Task objective »
Reproduce the listing below word for word, from its first line through the line that contains "[[544, 276], [136, 374], [242, 242], [767, 307], [152, 286]]", including both ends. Leave the pictures out of your reply.

Data to process »
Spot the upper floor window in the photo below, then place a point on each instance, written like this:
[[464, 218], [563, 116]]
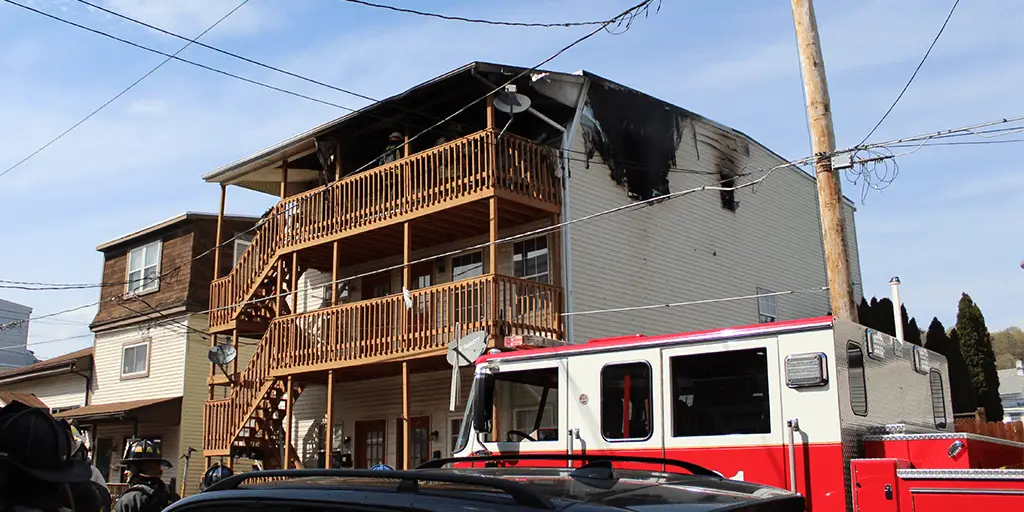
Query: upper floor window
[[467, 265], [529, 259], [767, 307], [242, 242], [135, 359], [143, 268]]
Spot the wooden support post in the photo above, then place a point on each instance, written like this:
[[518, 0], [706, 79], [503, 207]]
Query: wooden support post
[[284, 179], [295, 283], [288, 425], [220, 222], [404, 415], [334, 274], [329, 441], [823, 143]]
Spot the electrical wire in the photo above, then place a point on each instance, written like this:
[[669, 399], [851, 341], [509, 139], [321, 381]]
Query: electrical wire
[[471, 19], [123, 91], [914, 75]]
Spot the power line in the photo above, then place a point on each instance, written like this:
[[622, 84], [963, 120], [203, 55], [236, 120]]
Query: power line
[[914, 75], [123, 91], [471, 19]]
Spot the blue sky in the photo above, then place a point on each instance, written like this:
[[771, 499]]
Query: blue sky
[[949, 223]]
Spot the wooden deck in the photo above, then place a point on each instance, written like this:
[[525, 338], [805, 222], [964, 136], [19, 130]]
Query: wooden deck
[[460, 172], [379, 331]]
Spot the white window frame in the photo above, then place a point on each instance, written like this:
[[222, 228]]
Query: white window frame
[[544, 276], [136, 374], [242, 242], [767, 307], [152, 286]]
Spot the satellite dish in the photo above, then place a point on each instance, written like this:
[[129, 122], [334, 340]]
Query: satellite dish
[[465, 350], [222, 354], [511, 101]]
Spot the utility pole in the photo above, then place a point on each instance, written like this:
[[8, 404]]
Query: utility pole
[[823, 143]]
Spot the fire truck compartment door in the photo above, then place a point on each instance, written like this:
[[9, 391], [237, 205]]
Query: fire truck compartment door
[[613, 403], [723, 408]]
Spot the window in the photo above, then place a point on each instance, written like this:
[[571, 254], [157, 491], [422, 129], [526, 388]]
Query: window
[[529, 259], [626, 401], [143, 268], [135, 359], [721, 393], [767, 308], [858, 381], [527, 400], [467, 265], [938, 398], [242, 242]]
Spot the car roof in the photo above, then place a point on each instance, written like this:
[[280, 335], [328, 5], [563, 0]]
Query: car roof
[[468, 488]]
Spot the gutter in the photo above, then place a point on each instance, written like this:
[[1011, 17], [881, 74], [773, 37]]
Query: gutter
[[567, 138]]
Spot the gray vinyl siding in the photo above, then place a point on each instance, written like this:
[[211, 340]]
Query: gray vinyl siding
[[691, 248]]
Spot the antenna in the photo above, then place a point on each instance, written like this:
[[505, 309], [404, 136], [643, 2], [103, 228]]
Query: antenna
[[222, 354], [463, 352], [511, 101]]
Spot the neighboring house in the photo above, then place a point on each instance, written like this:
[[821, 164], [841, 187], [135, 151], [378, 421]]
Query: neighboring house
[[59, 383], [366, 269], [1012, 392], [14, 338], [150, 350]]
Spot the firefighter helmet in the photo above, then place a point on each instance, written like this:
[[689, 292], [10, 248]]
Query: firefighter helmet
[[143, 451]]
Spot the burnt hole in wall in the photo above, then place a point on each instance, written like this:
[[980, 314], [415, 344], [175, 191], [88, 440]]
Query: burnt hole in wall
[[636, 135]]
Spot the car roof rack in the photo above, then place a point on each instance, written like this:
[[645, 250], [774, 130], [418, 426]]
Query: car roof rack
[[409, 481], [688, 466]]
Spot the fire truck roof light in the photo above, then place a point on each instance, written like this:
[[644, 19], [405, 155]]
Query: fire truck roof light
[[808, 370]]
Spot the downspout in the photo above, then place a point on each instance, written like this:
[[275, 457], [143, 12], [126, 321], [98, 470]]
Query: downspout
[[567, 137]]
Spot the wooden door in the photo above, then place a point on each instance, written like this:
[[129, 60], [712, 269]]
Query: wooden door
[[419, 431], [371, 442]]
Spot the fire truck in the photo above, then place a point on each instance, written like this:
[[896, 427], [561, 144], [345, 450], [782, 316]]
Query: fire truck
[[851, 418]]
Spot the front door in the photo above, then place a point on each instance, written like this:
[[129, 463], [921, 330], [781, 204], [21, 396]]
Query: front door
[[614, 402], [419, 431], [723, 409], [371, 442]]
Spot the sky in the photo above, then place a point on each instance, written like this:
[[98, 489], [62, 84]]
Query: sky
[[950, 222]]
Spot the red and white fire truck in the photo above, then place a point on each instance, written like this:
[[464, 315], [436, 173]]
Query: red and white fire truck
[[851, 418]]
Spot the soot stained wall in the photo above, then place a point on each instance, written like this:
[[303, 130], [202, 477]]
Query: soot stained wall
[[636, 135]]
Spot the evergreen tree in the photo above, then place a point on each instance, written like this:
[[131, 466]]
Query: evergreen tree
[[960, 382], [976, 345]]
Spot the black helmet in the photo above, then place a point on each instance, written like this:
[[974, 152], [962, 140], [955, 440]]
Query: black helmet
[[214, 475], [143, 451], [34, 442]]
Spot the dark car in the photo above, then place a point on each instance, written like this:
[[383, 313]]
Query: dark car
[[596, 486]]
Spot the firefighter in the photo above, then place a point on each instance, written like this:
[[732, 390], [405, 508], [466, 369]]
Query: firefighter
[[146, 492], [214, 475], [37, 469]]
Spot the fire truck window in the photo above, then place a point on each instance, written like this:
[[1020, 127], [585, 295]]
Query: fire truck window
[[858, 383], [720, 393], [527, 403], [938, 398], [626, 398]]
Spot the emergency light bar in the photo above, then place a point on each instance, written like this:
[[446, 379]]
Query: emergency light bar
[[807, 370]]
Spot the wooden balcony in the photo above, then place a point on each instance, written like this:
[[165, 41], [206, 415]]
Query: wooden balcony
[[380, 331], [462, 171]]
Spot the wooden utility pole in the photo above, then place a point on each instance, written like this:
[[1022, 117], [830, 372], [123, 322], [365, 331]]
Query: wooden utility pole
[[823, 143]]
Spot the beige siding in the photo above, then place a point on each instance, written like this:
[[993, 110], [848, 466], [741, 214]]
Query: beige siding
[[376, 399], [691, 248], [58, 391], [166, 366], [196, 392]]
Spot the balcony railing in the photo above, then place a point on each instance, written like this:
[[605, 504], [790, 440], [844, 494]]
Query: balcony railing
[[459, 170], [383, 329]]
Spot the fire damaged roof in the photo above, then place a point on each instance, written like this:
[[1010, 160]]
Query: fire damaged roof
[[637, 135]]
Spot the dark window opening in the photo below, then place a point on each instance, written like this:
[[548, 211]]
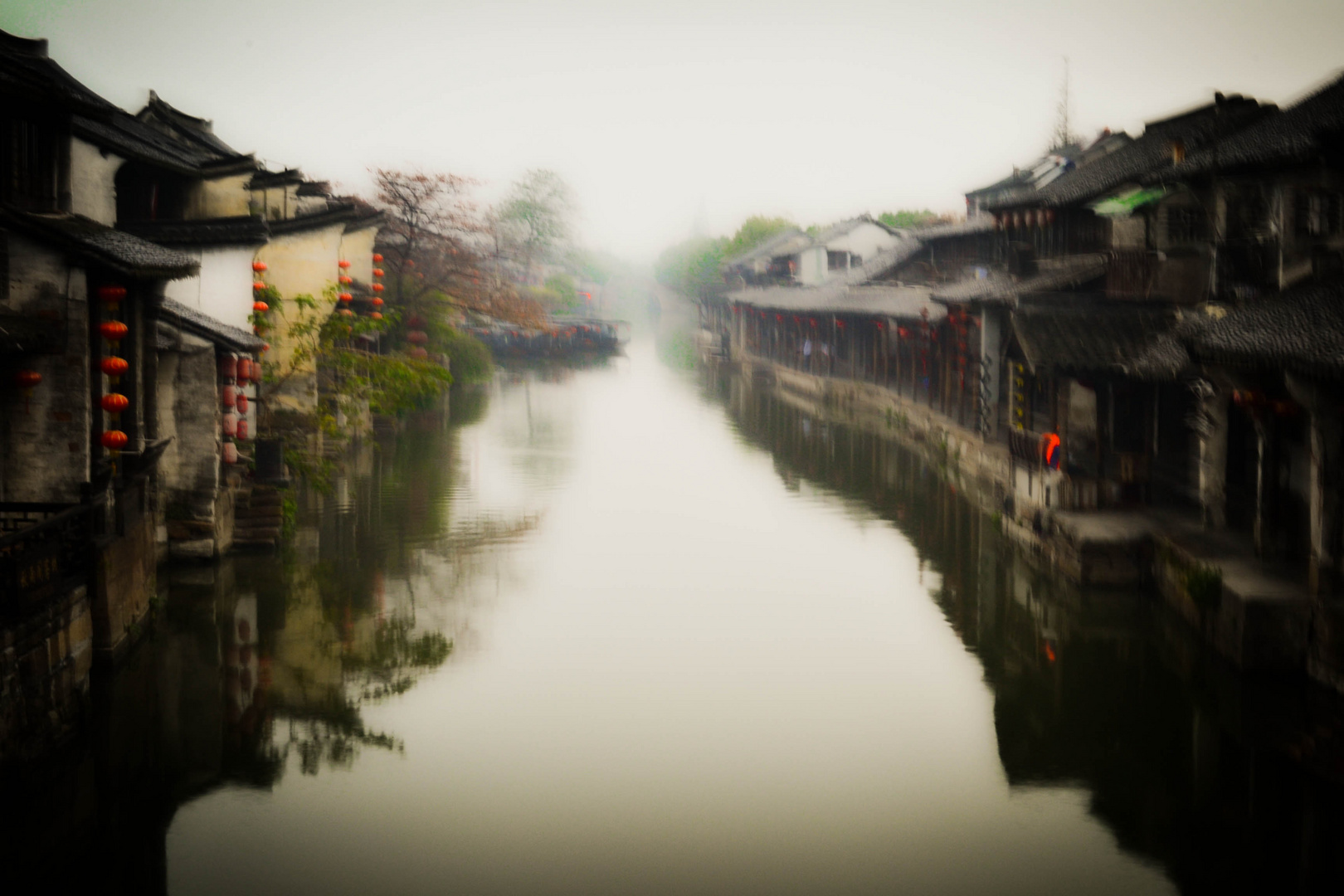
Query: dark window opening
[[147, 193], [1185, 225], [28, 164]]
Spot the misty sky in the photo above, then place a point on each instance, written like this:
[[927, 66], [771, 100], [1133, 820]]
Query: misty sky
[[665, 114]]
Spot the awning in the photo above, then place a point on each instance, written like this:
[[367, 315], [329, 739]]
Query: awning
[[1125, 202]]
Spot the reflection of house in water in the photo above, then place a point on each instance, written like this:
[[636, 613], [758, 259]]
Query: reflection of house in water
[[1233, 783]]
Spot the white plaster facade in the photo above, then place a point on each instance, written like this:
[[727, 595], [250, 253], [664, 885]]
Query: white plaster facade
[[223, 288]]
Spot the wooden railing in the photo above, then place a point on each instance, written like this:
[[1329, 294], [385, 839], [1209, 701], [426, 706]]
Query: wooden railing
[[45, 550]]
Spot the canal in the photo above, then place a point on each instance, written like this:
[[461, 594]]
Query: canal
[[632, 629]]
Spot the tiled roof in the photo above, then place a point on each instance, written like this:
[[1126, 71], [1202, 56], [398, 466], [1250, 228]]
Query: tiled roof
[[1301, 329], [210, 231], [1144, 158], [104, 245], [882, 301], [1001, 289], [207, 327], [28, 73], [197, 132], [1294, 134], [1127, 338]]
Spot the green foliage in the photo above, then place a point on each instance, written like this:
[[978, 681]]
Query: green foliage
[[1205, 585], [906, 218], [691, 268], [468, 356], [566, 293], [754, 231]]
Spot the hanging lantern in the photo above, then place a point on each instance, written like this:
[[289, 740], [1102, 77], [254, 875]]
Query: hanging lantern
[[114, 402], [113, 331], [114, 367], [112, 295], [27, 381]]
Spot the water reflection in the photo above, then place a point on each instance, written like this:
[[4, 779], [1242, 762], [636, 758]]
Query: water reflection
[[624, 631], [1233, 783]]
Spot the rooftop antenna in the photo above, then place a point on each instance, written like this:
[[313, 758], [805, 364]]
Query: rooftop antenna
[[1064, 134]]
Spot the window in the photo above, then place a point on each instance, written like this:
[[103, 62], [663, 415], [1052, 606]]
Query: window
[[1185, 225], [28, 164], [1317, 214]]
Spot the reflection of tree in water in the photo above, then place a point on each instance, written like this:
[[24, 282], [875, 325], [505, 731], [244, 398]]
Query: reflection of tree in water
[[1234, 783]]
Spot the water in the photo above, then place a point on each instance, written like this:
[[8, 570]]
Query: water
[[635, 631]]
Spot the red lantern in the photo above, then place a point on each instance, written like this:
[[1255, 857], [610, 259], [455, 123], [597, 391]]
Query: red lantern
[[113, 331]]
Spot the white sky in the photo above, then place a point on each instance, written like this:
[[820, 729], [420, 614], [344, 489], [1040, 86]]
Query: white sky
[[659, 114]]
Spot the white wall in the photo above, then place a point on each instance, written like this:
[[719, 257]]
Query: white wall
[[864, 241], [812, 266], [91, 182], [223, 286]]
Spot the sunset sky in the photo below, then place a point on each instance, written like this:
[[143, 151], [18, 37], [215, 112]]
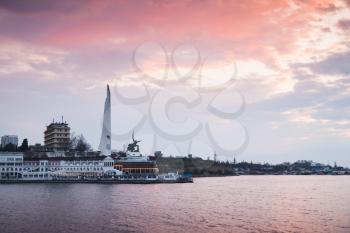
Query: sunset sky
[[292, 62]]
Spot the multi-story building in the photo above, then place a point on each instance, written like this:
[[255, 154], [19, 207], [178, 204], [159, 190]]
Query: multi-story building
[[11, 165], [7, 139], [57, 136]]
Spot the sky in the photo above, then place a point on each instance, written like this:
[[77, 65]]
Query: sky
[[267, 81]]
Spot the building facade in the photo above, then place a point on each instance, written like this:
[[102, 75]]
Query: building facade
[[57, 136], [11, 165], [7, 139], [14, 167]]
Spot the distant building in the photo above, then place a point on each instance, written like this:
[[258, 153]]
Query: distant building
[[7, 139], [11, 165], [57, 136]]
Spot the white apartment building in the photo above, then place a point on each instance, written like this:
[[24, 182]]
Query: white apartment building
[[11, 165], [7, 139]]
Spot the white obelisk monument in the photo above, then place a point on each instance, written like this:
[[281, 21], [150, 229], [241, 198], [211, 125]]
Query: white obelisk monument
[[105, 143]]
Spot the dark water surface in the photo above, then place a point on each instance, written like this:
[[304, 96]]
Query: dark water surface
[[230, 204]]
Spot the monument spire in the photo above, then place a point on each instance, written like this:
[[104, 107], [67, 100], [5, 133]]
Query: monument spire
[[105, 142]]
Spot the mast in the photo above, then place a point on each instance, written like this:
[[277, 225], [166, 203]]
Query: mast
[[105, 142]]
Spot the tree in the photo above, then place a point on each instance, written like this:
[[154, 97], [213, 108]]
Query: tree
[[24, 147]]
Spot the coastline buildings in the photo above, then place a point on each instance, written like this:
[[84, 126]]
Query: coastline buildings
[[57, 136], [9, 139], [11, 165], [14, 167]]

Answer to the problem »
Spot the upper floor window in the photo below, then place a point on each instance, written like this:
[[464, 218], [563, 116]]
Query: upper floor window
[[467, 265], [529, 259], [767, 307], [242, 242], [135, 359], [143, 268]]
Spot the wooden support post in the photo above, then place a point on each instance, written like this:
[[518, 0], [706, 79], [503, 207]]
Query: wooden support post
[[284, 179], [295, 283], [288, 425], [220, 222], [404, 415], [334, 274], [329, 441], [823, 143]]
Spot the electrical wire in the photo above, then place a point on each instance, written like this:
[[669, 399], [851, 341], [509, 139], [321, 381]]
Query: electrical wire
[[471, 19], [123, 91], [914, 75]]
Spot the power line in the photo above, then place a point on each instance, written like this:
[[622, 84], [963, 120], [203, 55], [236, 120]]
Query: power line
[[914, 75], [123, 91], [471, 19]]
Spot the blue sky in the photo above, then place a point on each instance, written like this:
[[771, 499]]
Query: blue sky
[[949, 223]]
Spot the wooden deck in the photo above, then place a point on each instance, written like this:
[[525, 338], [805, 222], [964, 136], [19, 130]]
Query: wooden deck
[[460, 172], [379, 331]]
Spot the white window frame in the photo above, then place a point on each instance, written like this:
[[222, 228]]
Query: white window frame
[[544, 276], [136, 374], [242, 242], [767, 307], [152, 286]]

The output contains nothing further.